**DATASET:**
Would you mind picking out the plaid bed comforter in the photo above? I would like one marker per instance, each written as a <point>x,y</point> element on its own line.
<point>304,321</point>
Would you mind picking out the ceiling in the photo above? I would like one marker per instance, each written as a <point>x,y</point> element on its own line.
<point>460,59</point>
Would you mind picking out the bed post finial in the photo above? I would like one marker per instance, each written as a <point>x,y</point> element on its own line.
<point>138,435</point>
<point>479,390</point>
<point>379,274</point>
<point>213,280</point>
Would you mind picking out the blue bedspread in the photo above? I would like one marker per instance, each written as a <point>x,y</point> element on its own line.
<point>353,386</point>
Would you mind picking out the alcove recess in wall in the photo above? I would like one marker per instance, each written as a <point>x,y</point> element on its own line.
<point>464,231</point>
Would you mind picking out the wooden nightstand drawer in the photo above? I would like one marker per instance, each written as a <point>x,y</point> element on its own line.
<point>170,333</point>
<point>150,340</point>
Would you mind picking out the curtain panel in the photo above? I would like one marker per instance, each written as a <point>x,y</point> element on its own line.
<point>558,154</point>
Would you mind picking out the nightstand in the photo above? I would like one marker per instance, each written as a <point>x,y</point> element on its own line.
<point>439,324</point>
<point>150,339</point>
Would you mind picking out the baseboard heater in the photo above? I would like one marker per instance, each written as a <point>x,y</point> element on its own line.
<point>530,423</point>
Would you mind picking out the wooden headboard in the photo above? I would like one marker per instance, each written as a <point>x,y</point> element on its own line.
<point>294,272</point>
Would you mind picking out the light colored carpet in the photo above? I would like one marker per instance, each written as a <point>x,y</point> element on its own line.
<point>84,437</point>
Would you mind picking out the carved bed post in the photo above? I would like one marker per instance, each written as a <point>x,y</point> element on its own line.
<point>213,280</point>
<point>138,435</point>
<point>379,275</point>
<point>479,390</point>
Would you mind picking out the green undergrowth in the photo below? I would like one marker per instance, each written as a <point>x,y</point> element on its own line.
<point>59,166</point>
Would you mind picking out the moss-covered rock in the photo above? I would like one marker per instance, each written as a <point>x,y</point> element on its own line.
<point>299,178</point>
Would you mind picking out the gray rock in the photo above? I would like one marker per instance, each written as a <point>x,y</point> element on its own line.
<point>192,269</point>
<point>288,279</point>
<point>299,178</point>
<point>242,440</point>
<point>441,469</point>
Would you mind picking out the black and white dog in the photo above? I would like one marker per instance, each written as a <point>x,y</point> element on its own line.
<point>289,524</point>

**BRIEF:**
Line by line, repeat the listing exactly as written.

**SOLUTION TO THIS TASK:**
Would you mind picking out the plaid bed comforter in the photo above? I would like one marker per instance, each written as a <point>x,y</point> element on its own line.
<point>304,321</point>
Would you mind picking out the ceiling in the photo above? I would like one marker per instance, each written as a <point>x,y</point> element on its own line.
<point>460,59</point>
Would you mind picking out the bed post finial in the photo above? I would like one marker per instance, each written as a <point>x,y</point> element on its own line.
<point>138,435</point>
<point>479,390</point>
<point>379,274</point>
<point>213,280</point>
Would you mind picking out the blue bedspread in the photo above? I would like one marker per instance, each written as a <point>x,y</point> element on its own line.
<point>353,386</point>
Would you mind picking out the alcove recess in wall in the photo above? I would like one marker per instance, each written as a <point>x,y</point> element on its own line.
<point>464,231</point>
Would you mind picking out the wooden nightstand drawer in the photo above? I would like one marker per instance, each written as a <point>x,y</point> element on its own line.
<point>170,333</point>
<point>150,340</point>
Would you mind picking out the curtain panel in the photo above? I would like one marker per instance, each written as a <point>x,y</point> element on its own line.
<point>558,154</point>
Would you mind picking out the nightstand in the photo above? I would like one marker per instance, each written as a <point>x,y</point> element on its own line.
<point>439,324</point>
<point>150,339</point>
Would you mind picking out the baseboard heater in the photo above? I would like one marker per instance, each written as a <point>x,y</point> element on its own line.
<point>530,423</point>
Would you mind picking out the wooden headboard in the photo above? I would like one marker per instance, each written as a <point>x,y</point> element on its own line.
<point>294,272</point>
Would you mind picking out the light colored carpet in the photo above? I would like one marker per instance, each written as a <point>x,y</point> element on its own line.
<point>84,437</point>
Would you mind picking out the carved bed post in the photo above? I would like one marker per instance, each written as a <point>x,y</point> element on its own line.
<point>213,280</point>
<point>138,435</point>
<point>379,275</point>
<point>479,390</point>
Would you mind picking out the green undergrowth in the photo below? I would like one marker per instance, each written as a <point>x,y</point> element on its own line.
<point>59,166</point>
Would you mind picking out the moss-covered rock in the photo above? I would like one marker per instance, each written as a <point>x,y</point> element on its own line.
<point>299,178</point>
Would you mind picking out the gray rock in the photo above? I would like one marker per instance, each written as a <point>x,y</point> element on its own line.
<point>192,269</point>
<point>288,279</point>
<point>299,178</point>
<point>242,440</point>
<point>441,469</point>
Would you mind picking out the black and white dog in the photo above? I would like one marker per instance, each written as a <point>x,y</point> element on its own line.
<point>289,524</point>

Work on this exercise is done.